§ **REQUIRED ACTION 1**:
Answer these questions about the post on getting the flu:
(a) How high did the writer's temperature get before the fever broke?
(b) How many of the three times the writer got a flu shot did the flu come anyway?
(c) What is the name of the web site whose creator wrote about a cancer diagnosis?
§ **REQUIRED ACTION 2**: Retype the passage of the post on getting the flu from "I’ve been quiet" to "the flu anyway.".
§ **REQUIRED ACTION 3**: Continue the post on getting the flu from where it stops.
++++ SELECTED TEXT ++++
I’ve been quiet for the last week because I came down with the flu. This one hit me hard enough to keep me offline almost entirely for two days, which is very unusual for me. My temperature got above 103 before my fever broke. (I do have a history of high fevers.) I don’t get flu shots anymore because I’m not in a high-risk category, and two of the three times I did get a shot (when I worked at a health sciences university that strongly encouraged them and provided them for free) I got the flu anyway.
Some vegans are afraid to admit when they get sick because of the false idea spread by many health-oriented vegans that eating a plant-based diet prevents illness. I’ve frequently read people bragging that they haven’t had the slightest sniffle since giving up animal products. If others get sick, they must not be “pure” enough. They need to eat a whole-foods diet, or better yet, a raw diet, or have a juice cleanse, or otherwise purge their system of all pollutants, and then they’ll never get sick again.
Illness doesn’t work that way. It can strike anyone without warning, even those of us who lead very healthy lifestyles. The creator of the FatFree Vegan Kitchen web site wrote a moving piece about being diagnosed with cancer despite following a lowfat, whole-foods plant-based diet. Sometimes these kinds of confessionals end in the author tearfully saying goodbye to their vegan diet, but this was not one of those cases; she wrote, “So if you’re reading this and worrying that I’m going to be another vegan blogger who goes back to eating animals for her own health, don’t. No diagnosis in the world could convince me to eat another animal or animal product.” (Emphasis in original.)
++++ SOURCE MATERIAL ++++
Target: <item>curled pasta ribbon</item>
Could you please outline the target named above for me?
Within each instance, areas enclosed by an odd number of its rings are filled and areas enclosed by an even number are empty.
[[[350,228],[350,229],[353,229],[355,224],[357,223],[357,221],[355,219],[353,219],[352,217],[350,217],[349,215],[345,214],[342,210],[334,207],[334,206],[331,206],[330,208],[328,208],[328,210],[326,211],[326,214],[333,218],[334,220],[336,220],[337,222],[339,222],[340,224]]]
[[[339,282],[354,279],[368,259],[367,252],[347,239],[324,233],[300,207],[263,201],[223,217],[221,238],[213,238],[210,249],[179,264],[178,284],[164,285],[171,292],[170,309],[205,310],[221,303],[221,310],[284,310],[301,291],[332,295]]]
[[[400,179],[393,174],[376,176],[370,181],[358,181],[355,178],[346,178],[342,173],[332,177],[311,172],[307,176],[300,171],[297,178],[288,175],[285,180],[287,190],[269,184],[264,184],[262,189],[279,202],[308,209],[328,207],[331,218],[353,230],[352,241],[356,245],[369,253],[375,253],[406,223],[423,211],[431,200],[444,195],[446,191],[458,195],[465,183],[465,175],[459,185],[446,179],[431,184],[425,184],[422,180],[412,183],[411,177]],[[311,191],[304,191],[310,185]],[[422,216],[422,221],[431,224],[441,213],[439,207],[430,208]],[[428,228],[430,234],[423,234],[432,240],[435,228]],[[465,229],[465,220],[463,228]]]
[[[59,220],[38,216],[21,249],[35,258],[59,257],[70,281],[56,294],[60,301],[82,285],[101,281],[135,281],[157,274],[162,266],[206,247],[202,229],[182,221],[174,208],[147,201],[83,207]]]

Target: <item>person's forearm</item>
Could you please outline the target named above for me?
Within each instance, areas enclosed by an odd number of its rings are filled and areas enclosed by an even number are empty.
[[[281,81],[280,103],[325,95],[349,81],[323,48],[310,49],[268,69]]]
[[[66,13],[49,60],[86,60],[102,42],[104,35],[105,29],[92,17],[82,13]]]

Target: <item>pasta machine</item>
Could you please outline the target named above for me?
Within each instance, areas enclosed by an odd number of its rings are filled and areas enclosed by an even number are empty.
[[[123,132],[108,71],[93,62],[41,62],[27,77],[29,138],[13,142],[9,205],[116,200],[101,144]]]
++++
§ **TASK OUTPUT 1**:
(a) Above 103.
(b) Two of the three times.
(c) FatFree Vegan Kitchen.

§ **TASK OUTPUT 2**:
I’ve been quiet for the last week because I came down with the flu. This one hit me hard enough to keep me offline almost entirely for two days, which is very unusual for me. My temperature got above 103 before my fever broke. (I do have a history of high fevers.) I don’t get flu shots anymore because I’m not in a high-risk category, and two of the three times I did get a shot (when I worked at a health sciences university that strongly encouraged them and provided them for free) I got the flu anyway.

§ **TASK OUTPUT 3**:
Some vegans get very sick, and some non-vegans live long, robust, illness-free lives. This is why I do not use human health benefits to promote veganism. The only person whose health is guaranteed to be harmed by a non-vegan diet is the animal whose flesh, milk, or eggs are on the plate. When we realize that their desire to live is as strong as ours, we will stop eating them for their sake, not for ours.
Another form of vegan health shaming is criticizing those who use pharmaceuticals containing animal products or tested on animals. I am opposed to all forms of animal use, but I recognize that in a deeply speciesist world, animal products are so ubiquitous that in some cases their use is unavoidable. If a person can avoid death or serious health consequences by using animal-derived or tested products, I will not condemn them for it. It would be better for them to live and become activists for animal liberation, working toward a time when no animals are used as ingredients or imprisoned in laboratories. This is consistent with my stance on those who “fail to thrive” on a pure vegan diet.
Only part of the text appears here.